● Activity
A line qualifies if it holds the string "below". Copy every qualifying line from the records.

• • •

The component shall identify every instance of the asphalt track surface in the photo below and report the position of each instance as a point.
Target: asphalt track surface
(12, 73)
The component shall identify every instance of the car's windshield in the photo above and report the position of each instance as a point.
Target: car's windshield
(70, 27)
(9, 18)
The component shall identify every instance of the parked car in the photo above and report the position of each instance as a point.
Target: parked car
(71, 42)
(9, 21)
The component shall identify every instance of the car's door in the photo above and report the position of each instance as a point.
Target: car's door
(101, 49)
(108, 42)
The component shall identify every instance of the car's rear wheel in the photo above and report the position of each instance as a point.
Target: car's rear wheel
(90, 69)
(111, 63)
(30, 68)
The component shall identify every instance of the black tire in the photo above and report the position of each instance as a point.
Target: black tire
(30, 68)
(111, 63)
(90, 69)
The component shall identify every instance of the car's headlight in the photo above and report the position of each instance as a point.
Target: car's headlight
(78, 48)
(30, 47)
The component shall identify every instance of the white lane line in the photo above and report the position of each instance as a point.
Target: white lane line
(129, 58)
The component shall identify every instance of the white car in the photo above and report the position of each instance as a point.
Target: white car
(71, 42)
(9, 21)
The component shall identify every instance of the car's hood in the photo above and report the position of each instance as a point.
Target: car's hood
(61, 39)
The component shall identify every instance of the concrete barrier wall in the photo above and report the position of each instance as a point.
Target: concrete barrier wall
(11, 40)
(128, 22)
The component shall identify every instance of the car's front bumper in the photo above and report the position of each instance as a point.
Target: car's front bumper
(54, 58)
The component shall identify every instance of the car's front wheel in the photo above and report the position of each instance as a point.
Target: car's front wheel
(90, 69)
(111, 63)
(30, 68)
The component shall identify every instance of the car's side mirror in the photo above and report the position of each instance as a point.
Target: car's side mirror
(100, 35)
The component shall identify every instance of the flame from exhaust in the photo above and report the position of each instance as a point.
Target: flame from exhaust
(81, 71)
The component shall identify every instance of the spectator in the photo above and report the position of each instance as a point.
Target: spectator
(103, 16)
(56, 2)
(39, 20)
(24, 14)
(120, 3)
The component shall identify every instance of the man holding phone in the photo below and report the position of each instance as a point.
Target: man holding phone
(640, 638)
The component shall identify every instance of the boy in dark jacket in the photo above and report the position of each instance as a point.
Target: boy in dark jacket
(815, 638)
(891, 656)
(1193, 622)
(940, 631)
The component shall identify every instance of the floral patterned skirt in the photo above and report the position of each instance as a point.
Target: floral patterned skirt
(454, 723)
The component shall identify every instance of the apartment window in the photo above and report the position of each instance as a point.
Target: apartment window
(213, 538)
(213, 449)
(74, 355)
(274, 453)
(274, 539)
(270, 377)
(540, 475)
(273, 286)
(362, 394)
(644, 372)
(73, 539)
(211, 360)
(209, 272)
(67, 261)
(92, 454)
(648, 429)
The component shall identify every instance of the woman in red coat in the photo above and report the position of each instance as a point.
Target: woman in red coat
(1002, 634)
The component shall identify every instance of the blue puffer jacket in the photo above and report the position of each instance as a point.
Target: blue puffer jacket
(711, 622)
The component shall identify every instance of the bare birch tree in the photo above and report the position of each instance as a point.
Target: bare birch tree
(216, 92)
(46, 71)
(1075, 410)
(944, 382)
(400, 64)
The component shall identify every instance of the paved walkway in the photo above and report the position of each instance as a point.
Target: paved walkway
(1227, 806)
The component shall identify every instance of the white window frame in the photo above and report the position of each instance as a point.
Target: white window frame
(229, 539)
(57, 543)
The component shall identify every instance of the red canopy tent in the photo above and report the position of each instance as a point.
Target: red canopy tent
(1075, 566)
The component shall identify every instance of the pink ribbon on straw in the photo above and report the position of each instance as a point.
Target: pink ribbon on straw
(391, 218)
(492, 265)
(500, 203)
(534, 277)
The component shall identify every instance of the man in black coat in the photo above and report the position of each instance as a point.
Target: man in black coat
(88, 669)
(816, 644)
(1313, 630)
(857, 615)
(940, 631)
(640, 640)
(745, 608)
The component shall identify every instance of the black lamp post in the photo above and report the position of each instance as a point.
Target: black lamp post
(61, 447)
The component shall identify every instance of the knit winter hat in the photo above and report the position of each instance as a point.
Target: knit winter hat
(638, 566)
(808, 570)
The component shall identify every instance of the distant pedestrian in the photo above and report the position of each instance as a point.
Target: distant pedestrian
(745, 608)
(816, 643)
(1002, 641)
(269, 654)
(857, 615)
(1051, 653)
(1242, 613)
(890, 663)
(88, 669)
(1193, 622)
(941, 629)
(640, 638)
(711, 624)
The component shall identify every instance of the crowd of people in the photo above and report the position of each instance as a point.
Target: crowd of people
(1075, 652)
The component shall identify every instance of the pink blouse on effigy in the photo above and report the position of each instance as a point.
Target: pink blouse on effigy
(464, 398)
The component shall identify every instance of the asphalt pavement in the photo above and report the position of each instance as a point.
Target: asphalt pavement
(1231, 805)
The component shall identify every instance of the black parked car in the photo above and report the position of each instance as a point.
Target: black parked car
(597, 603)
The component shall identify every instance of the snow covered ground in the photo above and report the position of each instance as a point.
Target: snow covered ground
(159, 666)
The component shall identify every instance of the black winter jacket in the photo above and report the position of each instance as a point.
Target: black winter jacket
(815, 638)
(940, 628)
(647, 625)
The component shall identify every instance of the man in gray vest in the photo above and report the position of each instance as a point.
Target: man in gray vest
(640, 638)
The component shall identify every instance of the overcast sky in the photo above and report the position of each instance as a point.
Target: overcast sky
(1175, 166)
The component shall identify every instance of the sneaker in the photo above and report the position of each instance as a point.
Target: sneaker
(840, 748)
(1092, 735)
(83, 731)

• • •

● Completed exercise
The component shall identify every instance of the asphalt track surface in the photo below and report the position of each instance as a point.
The component shall identify every instance of the man holding phone in the photo below and report the position of each instance as a point.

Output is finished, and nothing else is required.